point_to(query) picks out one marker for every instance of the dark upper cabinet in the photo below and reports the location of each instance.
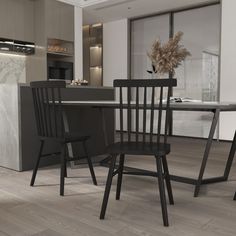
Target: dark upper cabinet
(59, 20)
(17, 19)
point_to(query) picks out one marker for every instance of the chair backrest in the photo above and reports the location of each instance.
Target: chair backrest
(48, 108)
(145, 97)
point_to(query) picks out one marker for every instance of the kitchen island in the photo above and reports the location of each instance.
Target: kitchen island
(24, 139)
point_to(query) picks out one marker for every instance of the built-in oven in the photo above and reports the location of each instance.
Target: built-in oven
(60, 70)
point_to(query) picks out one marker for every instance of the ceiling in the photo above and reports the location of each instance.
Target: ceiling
(110, 10)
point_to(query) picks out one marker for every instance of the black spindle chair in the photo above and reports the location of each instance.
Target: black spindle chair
(50, 126)
(151, 143)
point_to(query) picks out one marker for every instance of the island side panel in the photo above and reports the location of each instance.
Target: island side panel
(82, 120)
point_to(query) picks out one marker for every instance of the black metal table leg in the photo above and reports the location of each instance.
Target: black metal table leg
(207, 151)
(230, 158)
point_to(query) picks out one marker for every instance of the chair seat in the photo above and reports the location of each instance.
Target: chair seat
(140, 148)
(75, 137)
(69, 138)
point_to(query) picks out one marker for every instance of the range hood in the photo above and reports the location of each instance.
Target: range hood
(16, 46)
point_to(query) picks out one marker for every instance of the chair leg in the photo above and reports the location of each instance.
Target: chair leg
(162, 191)
(67, 155)
(90, 164)
(37, 163)
(62, 176)
(167, 179)
(108, 187)
(120, 175)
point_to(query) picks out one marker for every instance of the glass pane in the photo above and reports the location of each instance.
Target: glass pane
(198, 76)
(143, 33)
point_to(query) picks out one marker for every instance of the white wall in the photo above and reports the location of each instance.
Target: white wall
(115, 51)
(228, 63)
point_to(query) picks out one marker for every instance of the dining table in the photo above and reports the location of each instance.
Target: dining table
(213, 107)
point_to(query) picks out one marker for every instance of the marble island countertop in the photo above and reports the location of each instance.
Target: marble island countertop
(74, 86)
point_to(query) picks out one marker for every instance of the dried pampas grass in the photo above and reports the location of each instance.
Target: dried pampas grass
(165, 58)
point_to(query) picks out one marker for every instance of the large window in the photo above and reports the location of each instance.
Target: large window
(198, 76)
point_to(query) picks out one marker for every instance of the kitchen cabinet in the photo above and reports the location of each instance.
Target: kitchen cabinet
(59, 20)
(17, 17)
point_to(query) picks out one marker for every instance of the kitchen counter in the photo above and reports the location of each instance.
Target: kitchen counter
(24, 142)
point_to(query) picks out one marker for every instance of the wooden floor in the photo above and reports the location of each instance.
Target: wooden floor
(40, 211)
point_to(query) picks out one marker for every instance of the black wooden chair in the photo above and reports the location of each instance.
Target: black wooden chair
(50, 126)
(152, 143)
(231, 156)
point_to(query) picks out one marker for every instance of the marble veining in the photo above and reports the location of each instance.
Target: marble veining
(12, 72)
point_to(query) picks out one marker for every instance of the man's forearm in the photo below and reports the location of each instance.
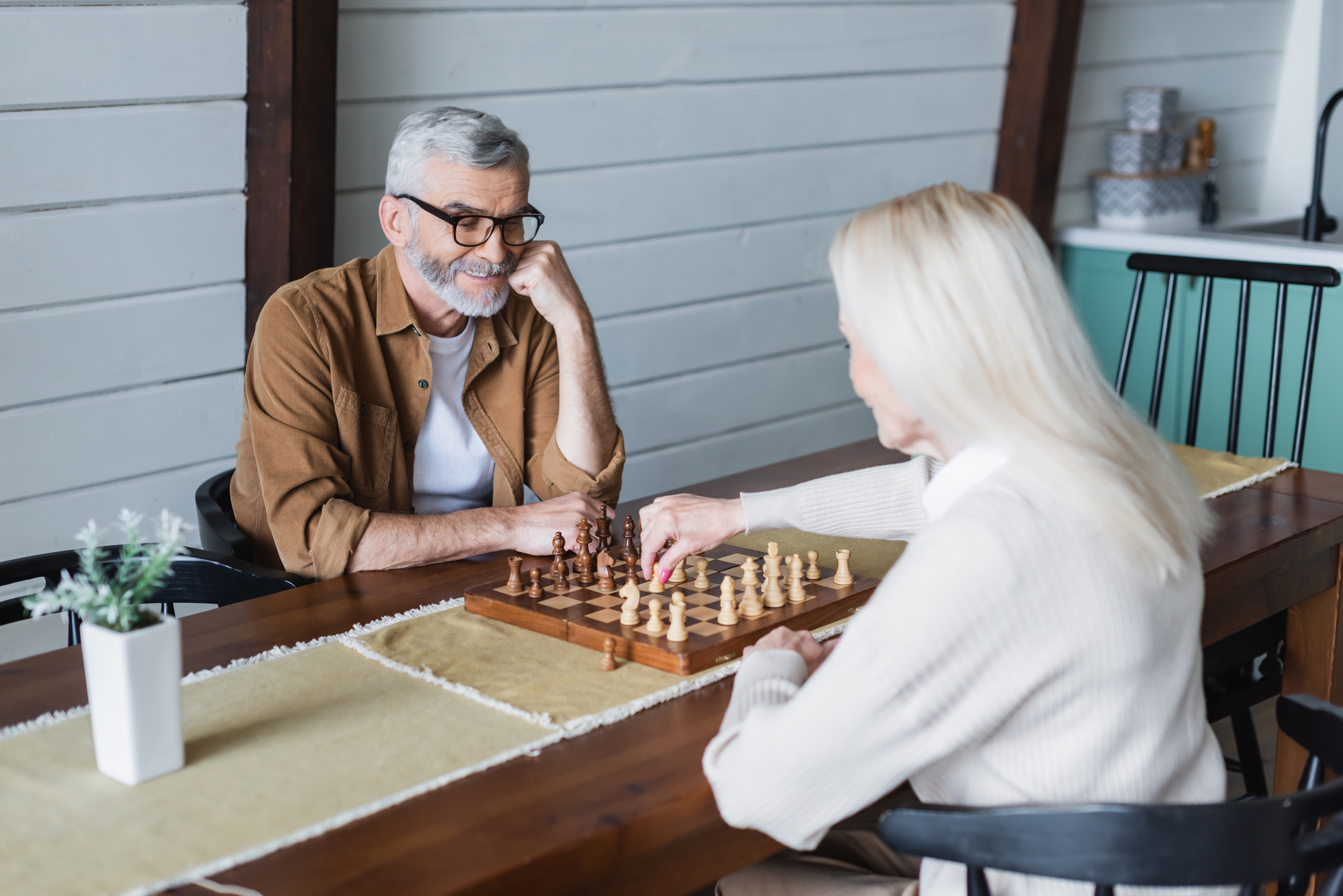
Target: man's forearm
(400, 541)
(586, 427)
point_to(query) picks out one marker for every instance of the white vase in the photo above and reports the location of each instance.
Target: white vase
(135, 699)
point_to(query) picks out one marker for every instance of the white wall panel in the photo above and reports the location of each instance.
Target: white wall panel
(718, 333)
(1136, 31)
(622, 125)
(680, 409)
(84, 56)
(122, 248)
(122, 342)
(49, 524)
(84, 442)
(648, 200)
(402, 54)
(76, 156)
(734, 451)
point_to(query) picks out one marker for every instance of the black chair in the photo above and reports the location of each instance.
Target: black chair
(199, 577)
(1231, 682)
(1248, 843)
(220, 530)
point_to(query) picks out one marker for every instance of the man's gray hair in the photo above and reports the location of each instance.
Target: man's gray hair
(455, 136)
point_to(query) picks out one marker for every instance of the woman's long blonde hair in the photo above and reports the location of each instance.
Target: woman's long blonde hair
(961, 306)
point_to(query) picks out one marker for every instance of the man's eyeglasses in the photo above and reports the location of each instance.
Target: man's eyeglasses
(475, 230)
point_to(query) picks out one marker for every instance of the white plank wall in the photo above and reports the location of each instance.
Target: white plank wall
(695, 162)
(1224, 55)
(122, 238)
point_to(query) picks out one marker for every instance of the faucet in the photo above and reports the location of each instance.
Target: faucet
(1317, 223)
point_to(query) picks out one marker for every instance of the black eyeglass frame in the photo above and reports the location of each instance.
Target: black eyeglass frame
(495, 221)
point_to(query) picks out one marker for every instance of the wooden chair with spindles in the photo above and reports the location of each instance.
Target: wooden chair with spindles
(1246, 844)
(1230, 666)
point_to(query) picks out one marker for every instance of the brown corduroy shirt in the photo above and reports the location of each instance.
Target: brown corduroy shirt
(335, 395)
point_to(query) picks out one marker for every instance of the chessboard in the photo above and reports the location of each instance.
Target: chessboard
(589, 616)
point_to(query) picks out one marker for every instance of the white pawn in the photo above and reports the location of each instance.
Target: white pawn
(631, 609)
(843, 575)
(797, 595)
(727, 604)
(676, 632)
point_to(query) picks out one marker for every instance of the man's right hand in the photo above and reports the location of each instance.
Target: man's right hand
(535, 525)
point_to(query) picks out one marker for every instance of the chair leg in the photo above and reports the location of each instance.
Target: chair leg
(1247, 746)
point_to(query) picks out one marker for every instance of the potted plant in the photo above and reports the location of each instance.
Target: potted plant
(132, 655)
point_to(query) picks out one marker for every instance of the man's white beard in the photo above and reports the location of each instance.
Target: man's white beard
(441, 278)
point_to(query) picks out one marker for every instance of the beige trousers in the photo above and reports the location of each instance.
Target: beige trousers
(851, 862)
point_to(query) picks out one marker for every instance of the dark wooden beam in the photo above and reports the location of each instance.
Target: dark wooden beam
(1040, 81)
(291, 144)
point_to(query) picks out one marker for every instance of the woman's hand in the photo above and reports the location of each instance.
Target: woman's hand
(801, 643)
(696, 524)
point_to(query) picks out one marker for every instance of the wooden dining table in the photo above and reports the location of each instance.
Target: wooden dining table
(627, 809)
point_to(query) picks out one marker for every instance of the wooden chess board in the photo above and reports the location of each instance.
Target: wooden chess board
(588, 616)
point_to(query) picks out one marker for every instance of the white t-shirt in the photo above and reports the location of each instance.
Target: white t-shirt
(453, 468)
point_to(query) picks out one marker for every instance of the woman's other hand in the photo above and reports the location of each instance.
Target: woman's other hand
(801, 643)
(696, 524)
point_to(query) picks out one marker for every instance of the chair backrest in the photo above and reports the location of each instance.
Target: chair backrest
(199, 577)
(1246, 272)
(220, 530)
(1243, 843)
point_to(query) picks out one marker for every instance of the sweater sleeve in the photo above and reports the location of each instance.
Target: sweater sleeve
(925, 671)
(879, 502)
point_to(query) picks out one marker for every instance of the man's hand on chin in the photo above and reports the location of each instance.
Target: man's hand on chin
(545, 277)
(535, 525)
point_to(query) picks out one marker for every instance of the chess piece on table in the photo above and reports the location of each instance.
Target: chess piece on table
(515, 575)
(676, 631)
(844, 576)
(604, 532)
(727, 604)
(606, 583)
(631, 609)
(702, 580)
(584, 557)
(629, 536)
(815, 568)
(797, 595)
(751, 605)
(558, 553)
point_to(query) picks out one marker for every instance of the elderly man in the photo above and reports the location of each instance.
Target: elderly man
(397, 405)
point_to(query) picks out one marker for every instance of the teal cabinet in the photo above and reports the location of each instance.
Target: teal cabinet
(1102, 287)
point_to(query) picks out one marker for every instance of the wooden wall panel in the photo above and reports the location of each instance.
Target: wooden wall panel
(79, 156)
(85, 56)
(135, 432)
(50, 522)
(745, 328)
(620, 126)
(166, 336)
(197, 242)
(402, 54)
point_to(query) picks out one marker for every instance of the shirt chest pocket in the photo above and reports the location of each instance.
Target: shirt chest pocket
(369, 436)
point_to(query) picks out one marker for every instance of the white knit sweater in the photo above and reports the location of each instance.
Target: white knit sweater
(1012, 656)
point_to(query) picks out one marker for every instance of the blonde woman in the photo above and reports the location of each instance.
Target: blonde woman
(1037, 642)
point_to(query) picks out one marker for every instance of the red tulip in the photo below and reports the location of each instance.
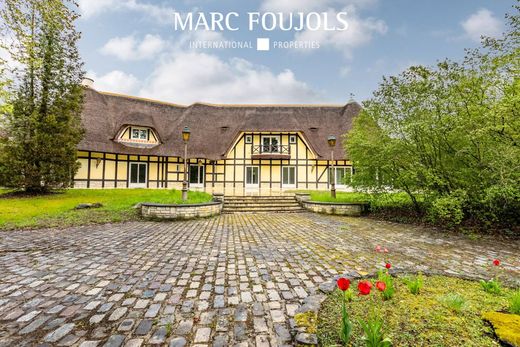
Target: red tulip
(343, 283)
(381, 286)
(364, 287)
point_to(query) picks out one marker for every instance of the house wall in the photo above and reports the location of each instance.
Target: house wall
(111, 170)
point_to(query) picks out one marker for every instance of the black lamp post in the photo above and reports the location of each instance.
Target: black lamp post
(185, 137)
(332, 143)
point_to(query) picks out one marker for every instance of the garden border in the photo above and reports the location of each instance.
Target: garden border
(182, 211)
(352, 209)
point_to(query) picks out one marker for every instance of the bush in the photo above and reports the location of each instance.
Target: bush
(447, 210)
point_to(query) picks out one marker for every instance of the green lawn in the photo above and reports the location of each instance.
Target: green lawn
(57, 210)
(427, 319)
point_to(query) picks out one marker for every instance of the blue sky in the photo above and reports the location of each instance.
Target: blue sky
(131, 47)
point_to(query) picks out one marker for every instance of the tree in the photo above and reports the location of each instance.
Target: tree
(43, 126)
(448, 133)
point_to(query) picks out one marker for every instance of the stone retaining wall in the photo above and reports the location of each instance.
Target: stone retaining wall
(342, 209)
(161, 211)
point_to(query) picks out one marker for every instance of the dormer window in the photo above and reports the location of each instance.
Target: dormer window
(138, 136)
(140, 133)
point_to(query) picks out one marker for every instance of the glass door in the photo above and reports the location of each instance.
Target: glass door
(138, 173)
(252, 176)
(196, 175)
(288, 176)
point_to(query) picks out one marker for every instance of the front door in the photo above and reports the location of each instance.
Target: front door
(289, 176)
(138, 173)
(252, 176)
(196, 176)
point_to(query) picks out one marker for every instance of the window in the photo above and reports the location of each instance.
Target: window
(138, 175)
(139, 134)
(196, 175)
(270, 144)
(343, 175)
(288, 176)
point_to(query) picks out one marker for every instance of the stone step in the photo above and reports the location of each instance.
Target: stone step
(248, 198)
(264, 208)
(274, 202)
(296, 210)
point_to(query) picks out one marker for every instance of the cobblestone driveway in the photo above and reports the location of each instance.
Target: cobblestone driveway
(231, 280)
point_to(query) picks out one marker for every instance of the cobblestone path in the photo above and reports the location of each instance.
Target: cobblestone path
(231, 280)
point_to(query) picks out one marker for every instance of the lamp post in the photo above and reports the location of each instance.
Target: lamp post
(185, 137)
(332, 143)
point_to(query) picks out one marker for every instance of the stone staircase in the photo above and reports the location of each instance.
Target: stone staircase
(261, 204)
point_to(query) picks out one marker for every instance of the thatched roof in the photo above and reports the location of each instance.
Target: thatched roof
(214, 128)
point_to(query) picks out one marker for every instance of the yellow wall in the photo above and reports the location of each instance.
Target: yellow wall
(167, 172)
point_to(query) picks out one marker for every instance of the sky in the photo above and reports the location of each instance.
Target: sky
(132, 47)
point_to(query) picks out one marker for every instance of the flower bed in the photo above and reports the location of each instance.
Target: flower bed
(395, 309)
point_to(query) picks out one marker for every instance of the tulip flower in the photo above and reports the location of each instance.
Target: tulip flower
(381, 286)
(364, 287)
(343, 283)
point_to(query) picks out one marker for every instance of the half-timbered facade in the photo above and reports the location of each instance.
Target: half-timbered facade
(137, 143)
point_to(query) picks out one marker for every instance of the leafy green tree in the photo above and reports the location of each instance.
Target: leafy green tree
(43, 126)
(448, 133)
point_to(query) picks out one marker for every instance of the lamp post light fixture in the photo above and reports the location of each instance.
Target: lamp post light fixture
(332, 143)
(185, 137)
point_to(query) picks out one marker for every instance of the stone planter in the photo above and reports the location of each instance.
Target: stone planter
(162, 211)
(354, 209)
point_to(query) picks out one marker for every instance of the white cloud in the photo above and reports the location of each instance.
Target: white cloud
(187, 77)
(128, 48)
(90, 8)
(115, 81)
(482, 23)
(312, 5)
(360, 31)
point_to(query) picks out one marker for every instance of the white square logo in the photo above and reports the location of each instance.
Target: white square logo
(262, 44)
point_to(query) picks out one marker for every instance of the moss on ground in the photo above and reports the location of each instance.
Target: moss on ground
(420, 320)
(507, 326)
(308, 320)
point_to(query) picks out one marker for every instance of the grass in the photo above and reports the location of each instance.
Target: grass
(57, 210)
(420, 320)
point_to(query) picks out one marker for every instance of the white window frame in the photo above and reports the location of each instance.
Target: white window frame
(277, 137)
(140, 129)
(199, 168)
(252, 185)
(287, 168)
(139, 184)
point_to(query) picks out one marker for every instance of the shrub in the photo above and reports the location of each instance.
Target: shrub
(447, 210)
(514, 303)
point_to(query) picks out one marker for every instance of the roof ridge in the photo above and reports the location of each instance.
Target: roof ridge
(214, 104)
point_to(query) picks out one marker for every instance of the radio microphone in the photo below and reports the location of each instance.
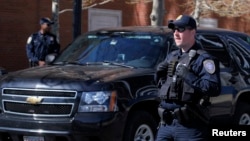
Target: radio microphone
(191, 54)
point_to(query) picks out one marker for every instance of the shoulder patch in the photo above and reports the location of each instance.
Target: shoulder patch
(209, 66)
(29, 40)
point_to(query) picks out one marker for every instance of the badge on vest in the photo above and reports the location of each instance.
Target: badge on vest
(209, 66)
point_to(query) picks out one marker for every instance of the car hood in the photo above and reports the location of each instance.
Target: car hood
(68, 77)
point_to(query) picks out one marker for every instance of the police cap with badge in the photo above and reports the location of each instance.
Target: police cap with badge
(188, 21)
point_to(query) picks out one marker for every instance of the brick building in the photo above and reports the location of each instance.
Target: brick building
(20, 18)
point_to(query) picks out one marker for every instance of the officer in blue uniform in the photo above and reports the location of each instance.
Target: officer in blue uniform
(187, 78)
(41, 44)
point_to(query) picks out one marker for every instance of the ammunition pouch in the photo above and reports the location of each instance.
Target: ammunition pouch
(166, 116)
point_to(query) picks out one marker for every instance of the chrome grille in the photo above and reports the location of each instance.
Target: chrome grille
(53, 103)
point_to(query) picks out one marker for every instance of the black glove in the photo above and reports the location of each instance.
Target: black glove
(181, 71)
(171, 67)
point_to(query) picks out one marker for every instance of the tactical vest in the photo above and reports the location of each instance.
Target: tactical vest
(175, 88)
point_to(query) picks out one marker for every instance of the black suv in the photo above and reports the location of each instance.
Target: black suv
(101, 87)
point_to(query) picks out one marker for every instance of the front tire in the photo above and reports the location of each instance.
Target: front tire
(141, 126)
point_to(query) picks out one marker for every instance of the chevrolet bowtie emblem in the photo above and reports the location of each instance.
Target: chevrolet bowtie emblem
(34, 100)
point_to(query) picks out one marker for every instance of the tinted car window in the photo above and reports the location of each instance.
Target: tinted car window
(133, 49)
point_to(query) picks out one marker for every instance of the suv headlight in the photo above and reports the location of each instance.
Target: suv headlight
(101, 101)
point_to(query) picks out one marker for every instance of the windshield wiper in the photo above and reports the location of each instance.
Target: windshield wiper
(66, 62)
(118, 64)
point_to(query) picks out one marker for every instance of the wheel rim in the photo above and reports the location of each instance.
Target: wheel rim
(244, 119)
(144, 133)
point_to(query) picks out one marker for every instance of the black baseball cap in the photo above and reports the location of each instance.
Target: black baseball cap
(46, 20)
(183, 21)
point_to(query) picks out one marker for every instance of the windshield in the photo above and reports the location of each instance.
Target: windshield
(131, 49)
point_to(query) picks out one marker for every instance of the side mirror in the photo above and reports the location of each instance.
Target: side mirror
(3, 71)
(50, 58)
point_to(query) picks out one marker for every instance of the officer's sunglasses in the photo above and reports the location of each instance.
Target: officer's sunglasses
---
:: The problem ::
Filter the records down to the lines that contain the string "sunglasses", and copy those lines.

:: Response box ::
point_to(query) picks out one marker for every instance of the officer's sunglasses in the photo above and reports the location of each instance.
Target: officer's sunglasses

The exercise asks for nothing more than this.